HOW TO COMPLETE THIS TASK: Verbatim copy without pictures. Please print every entry as it stands.

==================================================

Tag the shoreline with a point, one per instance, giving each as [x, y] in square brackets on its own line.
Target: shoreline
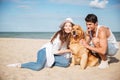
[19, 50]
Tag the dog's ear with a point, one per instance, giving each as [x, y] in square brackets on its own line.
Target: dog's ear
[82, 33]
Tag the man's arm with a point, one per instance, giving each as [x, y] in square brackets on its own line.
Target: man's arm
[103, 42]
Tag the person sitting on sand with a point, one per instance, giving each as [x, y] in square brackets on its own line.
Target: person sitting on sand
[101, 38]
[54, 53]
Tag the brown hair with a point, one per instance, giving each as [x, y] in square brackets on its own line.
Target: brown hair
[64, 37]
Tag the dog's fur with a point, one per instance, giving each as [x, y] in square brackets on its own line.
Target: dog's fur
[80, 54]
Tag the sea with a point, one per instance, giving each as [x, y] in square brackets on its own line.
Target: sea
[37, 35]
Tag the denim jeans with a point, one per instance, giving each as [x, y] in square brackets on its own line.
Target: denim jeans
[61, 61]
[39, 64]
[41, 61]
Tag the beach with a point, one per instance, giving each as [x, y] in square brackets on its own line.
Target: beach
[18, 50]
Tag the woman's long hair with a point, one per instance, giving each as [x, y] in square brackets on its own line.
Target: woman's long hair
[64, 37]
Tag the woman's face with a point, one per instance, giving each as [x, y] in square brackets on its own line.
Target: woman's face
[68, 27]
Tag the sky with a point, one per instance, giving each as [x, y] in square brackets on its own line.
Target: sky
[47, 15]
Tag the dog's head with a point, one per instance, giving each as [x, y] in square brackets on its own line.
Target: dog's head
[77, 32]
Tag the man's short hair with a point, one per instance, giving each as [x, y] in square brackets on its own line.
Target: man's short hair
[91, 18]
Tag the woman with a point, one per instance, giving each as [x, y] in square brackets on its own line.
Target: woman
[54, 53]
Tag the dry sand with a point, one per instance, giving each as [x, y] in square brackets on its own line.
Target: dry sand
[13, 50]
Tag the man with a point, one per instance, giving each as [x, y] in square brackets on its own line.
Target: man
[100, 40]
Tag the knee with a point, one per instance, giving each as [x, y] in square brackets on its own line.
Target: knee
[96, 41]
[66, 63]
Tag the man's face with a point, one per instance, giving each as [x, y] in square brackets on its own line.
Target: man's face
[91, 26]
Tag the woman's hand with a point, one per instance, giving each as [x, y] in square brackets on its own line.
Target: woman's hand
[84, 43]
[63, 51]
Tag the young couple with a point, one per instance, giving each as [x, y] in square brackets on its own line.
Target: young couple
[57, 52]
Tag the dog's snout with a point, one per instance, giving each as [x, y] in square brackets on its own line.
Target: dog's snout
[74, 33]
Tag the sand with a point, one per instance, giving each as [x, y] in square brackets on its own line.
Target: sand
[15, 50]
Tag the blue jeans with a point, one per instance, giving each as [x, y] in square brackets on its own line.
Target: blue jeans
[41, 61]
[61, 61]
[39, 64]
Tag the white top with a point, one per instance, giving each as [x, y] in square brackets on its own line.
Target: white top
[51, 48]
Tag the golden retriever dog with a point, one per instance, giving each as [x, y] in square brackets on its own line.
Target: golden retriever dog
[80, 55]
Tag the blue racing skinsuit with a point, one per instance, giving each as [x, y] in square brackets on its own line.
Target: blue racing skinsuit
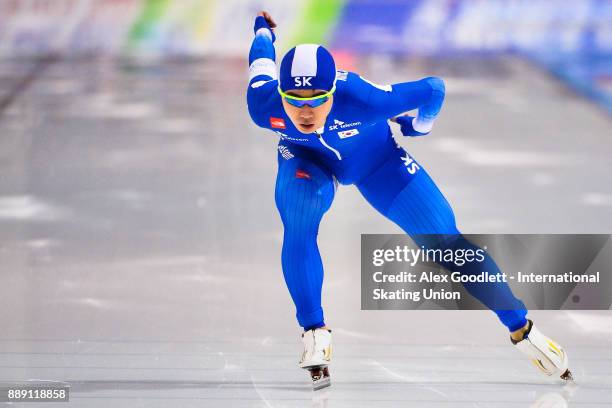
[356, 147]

==================================================

SOLUTION BELOW:
Tag the shoreline with a point, one per instance, giving each as [x, y] in square brackets on its own line.
Target: shoreline
[19, 50]
Tag the dog's ear with a point, one per instance, giving each as [x, y] in square brackets on its own line.
Target: dog's ear
[82, 33]
Tag the man's arm with a point, one per instance, giving each as [x, y] in square brackets on its own line.
Target: man's arm
[103, 42]
Tag the person sitting on sand with a point, one per instance, giving each as [x, y] in square brackets on its own line.
Target: person sitting on sand
[101, 38]
[54, 53]
Tag the brown hair with a point, one per instance, giving each as [x, y] in square brackets on its own line.
Target: brown hair
[64, 37]
Tag the dog's fur with a point, one per instance, giving each as [x, y] in square brackets on its own line.
Target: dog's fur
[80, 54]
Tag the sea with a point, one per instance, giving each as [x, y] in square brackets on its own line.
Target: sea
[37, 35]
Tag the denim jeans with a point, one per instance, giving each as [x, y] in square brackets on its own line.
Target: denim jeans
[61, 61]
[39, 64]
[41, 61]
Tag the beach with a point, one per instance, giving each as [x, y] in square brackets on its own line.
Target: beach
[18, 50]
Tag the woman's long hair with a point, one per instance, giving each as [x, y] in square brackets on its own line.
Target: woman's long hair
[64, 37]
Tag the woman's face with a point, one per instance, giving each as [x, y] in square brackets on its own line.
Target: woman's face
[68, 27]
Tag the sky with a point, one per instance, giving each as [x, y] in square brackets on its own line.
Target: sky
[47, 15]
Tag the dog's head with a point, one per instance, giving each as [x, y] in square brackets on its own line.
Target: dog's head
[77, 32]
Tag the man's short hair with a point, one per instance, giving each as [x, y] in square brackets on its own line.
Target: man's short hair
[91, 18]
Tag the woman with a point, one per instance, giving each as [x, y] in square brackets on its own line.
Target: woman
[54, 53]
Tag the dry sand with a point, one per instance, giving each as [x, y] in square brackets on its own line.
Target: dry sand
[13, 50]
Tag the man with a point, one per instance, giving each as [x, y] in square brackets on its own line.
Target: man
[100, 40]
Tag the knee with a point, one per instance, giving each as [x, y] in square brackets on its own line.
Target: knee
[96, 41]
[66, 63]
Tag the man's face with a point, one per instance, giving each as [x, y] in square brackets on its own line.
Target: man's face
[91, 26]
Tag the woman's hand with a point, one per instance, giving each as [x, y] in square brackets on its own line.
Target: woman's hand
[84, 43]
[63, 51]
Tag the young couple with a point, one per instance, giving each as [x, y] in square brackets on its own line.
Target: young couple
[57, 52]
Tag the dog's snout with a point, one per instance, giving each as [x, y] in square brackets on its own line.
Target: dog's snout
[74, 33]
Tag the sand with a point, one per instance, giving each as [x, y] in square brackets on its own line.
Target: sand
[15, 50]
Tag the blue jeans with a point, one per instance, giving each as [x, y] in square brackets on its own line.
Target: blue jeans
[41, 61]
[61, 61]
[39, 64]
Tag the white top with a point, one per instance, giving each as [x, y] in square brackets on its own line.
Target: white top
[51, 48]
Tag the golden retriever dog with a point, one per instance, giving each as [x, y] in square brackets on its own line.
Target: golden retriever dog
[80, 55]
Tag the blue racing skinsuit with a point, one per instance, giving each as [x, y] in square brackets on its own line.
Target: blue racing skinsuit
[356, 147]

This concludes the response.